TASK TO COMPLETE: In the passage on mining taxation, repeat the part that begins with "When we look" and ends with "a good thing.", swapping "Canada" for "Australia".

When we look at the mining situation in other countries we see that in Canada, which is the parent base for many interests in this country in the mining field, there has been a move away from tax incentives to the mining industry. The reality is that the mining interests outside this country are aware of the fact that the Government, pragmatically, had to introduce the type of legislation which has now been introduced and that this is a good thing.

The reality of business, the reality of industry, is very simple. Investment will continue to flow into this country into these areas where it seems there will be an adequate return on investment. It seems that with the price of these metals and the activity around the world in mining, the scarcity of certain mining resources, the availability of these resources in this State simply means there is a good deal to be had and that there is an adequate return on investment. For this reason the pragmatic investors and entrepreneurs in the mining industry will continue to invest their funds and there is every reason to believe that this is increasing rather than declining in this country.

I suggest we should take the Minister's speech at face value because a certain amount of research went into it. He suggests in the latter part of his speech that over the next 20 years it is estimated that the likely tax yield to the nation, because of the introduction of this particular policy, will be of the order of £125 million. If development continues and the mining interests are pleased because they are getting an adequate return on investment, there will be primary employment in the industry within the country. In addition it is proposed that there will be a yield of £125 million for the benefit of this nation and a resulting investment in the national interest. It seems to me therefore that the case is unanswerable and that the Government are completely vindicated in doing what they have done.

GIVEN DATA:

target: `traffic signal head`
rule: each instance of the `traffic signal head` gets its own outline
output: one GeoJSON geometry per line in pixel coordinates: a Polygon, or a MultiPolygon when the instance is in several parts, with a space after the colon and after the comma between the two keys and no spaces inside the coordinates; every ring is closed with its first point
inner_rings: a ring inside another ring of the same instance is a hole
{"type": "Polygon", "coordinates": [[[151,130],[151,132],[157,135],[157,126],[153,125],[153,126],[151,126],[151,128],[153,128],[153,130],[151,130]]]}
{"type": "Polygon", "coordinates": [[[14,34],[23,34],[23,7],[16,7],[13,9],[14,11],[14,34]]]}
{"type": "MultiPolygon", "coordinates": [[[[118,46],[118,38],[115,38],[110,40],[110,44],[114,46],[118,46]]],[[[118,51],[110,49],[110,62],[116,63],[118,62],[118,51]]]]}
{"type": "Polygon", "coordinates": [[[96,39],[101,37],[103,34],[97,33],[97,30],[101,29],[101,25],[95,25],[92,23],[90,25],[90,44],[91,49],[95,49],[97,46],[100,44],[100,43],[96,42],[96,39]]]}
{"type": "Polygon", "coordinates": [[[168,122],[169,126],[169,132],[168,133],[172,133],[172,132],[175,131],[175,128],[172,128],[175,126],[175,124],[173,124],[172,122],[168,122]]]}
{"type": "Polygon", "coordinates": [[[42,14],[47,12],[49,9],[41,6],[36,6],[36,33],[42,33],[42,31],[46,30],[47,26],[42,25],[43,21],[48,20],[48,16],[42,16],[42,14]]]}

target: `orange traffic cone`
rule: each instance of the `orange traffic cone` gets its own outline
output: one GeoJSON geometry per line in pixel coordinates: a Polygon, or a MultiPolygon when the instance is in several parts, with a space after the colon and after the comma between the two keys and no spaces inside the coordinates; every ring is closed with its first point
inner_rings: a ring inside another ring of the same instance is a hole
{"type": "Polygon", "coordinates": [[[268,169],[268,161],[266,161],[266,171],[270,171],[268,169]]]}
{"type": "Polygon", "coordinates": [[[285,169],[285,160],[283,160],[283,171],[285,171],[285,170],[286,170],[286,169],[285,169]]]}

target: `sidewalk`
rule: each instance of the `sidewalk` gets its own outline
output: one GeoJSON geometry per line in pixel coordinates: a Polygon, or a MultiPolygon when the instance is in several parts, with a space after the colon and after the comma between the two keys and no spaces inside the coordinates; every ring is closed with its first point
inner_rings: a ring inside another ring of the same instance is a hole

* * *

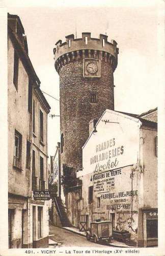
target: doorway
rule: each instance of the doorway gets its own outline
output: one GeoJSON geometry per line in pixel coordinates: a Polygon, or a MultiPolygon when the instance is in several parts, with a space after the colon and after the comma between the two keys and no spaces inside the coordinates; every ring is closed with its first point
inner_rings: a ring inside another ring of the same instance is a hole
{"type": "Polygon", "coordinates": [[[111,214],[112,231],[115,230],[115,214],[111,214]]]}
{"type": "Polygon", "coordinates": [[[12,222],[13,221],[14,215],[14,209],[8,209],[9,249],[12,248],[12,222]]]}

...

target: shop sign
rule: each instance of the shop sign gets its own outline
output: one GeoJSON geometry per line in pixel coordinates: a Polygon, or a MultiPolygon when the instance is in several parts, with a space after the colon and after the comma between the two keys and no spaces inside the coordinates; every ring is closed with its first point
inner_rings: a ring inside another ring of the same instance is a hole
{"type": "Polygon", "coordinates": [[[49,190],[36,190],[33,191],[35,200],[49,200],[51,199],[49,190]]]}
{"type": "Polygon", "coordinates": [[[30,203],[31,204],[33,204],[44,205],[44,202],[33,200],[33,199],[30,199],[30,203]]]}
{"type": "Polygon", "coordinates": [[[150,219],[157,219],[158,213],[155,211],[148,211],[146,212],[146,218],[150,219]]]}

WRITTEN ANSWER:
When we look at the mining situation in other countries we see that in Australia, which is the parent base for many interests in this country in the mining field, there has been a move away from tax incentives to the mining industry. The reality is that the mining interests outside this country are aware of the fact that the Government, pragmatically, had to introduce the type of legislation which has now been introduced and that this is a good thing.